Task instructions>
Please count the lines in the listing below that contain the string "post", matching case exactly, and reply with that number alone.

Input for this task>

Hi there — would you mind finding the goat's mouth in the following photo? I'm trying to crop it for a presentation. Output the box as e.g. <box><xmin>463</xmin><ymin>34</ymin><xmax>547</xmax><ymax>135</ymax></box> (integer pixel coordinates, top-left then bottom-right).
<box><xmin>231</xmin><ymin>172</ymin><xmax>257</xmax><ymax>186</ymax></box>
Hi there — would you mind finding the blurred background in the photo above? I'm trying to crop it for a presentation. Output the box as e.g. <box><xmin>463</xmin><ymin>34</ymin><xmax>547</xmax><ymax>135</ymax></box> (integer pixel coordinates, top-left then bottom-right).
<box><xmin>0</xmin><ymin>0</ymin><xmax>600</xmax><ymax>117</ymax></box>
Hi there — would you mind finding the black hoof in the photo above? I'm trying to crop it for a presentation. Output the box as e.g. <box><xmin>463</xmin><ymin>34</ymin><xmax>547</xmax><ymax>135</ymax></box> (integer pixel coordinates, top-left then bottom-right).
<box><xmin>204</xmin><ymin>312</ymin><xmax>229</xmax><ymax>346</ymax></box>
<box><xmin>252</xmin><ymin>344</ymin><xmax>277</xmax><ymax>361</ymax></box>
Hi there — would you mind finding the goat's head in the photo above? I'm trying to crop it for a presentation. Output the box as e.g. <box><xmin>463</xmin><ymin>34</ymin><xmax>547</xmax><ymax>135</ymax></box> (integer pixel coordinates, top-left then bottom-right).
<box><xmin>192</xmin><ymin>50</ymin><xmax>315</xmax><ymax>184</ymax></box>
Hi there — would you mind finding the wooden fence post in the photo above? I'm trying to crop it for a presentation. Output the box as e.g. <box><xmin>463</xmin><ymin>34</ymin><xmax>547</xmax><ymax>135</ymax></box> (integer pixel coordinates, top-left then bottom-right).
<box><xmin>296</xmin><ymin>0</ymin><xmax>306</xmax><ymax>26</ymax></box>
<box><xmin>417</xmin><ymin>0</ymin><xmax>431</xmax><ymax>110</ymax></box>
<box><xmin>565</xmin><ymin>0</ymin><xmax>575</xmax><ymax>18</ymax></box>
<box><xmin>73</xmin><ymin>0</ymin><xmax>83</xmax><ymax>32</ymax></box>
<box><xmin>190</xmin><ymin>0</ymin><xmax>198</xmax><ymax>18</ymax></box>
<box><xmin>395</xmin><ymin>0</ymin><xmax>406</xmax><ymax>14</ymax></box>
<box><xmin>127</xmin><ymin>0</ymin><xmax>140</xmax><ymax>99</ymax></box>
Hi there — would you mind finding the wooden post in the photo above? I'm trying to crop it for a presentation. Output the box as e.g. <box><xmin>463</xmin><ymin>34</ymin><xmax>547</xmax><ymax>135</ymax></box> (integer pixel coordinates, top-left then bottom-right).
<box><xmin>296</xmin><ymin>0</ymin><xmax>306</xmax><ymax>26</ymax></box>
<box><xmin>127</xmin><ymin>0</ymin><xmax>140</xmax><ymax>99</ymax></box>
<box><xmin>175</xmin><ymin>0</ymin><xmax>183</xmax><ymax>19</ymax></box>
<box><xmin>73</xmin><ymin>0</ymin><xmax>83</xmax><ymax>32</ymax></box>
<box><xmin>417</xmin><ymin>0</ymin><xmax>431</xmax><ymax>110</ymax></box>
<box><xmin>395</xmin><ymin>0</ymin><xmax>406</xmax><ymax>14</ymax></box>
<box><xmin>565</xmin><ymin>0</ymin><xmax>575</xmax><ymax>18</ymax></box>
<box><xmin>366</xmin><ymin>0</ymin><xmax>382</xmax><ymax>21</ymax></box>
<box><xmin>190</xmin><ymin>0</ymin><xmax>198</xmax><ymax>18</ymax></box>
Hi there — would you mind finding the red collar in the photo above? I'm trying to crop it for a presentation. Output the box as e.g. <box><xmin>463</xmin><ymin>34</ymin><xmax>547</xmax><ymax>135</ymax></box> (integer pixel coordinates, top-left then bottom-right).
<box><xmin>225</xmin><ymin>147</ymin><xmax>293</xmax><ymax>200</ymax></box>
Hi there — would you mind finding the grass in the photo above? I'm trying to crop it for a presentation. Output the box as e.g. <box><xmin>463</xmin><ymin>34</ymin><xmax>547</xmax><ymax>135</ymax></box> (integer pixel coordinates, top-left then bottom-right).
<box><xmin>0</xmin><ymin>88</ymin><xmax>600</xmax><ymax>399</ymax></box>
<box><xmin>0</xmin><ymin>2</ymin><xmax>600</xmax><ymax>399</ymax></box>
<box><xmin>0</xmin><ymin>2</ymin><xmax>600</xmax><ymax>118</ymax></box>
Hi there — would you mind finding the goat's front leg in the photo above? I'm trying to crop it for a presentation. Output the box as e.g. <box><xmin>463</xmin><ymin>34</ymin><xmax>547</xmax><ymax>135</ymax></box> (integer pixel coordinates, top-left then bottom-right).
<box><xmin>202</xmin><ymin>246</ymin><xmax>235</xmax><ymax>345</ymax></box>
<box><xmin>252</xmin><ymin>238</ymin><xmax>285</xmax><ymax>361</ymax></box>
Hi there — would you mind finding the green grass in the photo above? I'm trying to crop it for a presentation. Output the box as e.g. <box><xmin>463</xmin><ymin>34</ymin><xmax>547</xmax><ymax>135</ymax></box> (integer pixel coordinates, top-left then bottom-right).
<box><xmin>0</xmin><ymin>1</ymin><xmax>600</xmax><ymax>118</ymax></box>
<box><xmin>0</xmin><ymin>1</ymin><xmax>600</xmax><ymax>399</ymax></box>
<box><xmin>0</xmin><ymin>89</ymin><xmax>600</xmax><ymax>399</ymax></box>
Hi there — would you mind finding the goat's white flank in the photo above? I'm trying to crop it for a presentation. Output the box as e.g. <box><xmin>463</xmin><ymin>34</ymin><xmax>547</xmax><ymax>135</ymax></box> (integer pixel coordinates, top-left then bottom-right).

Solution for this exercise>
2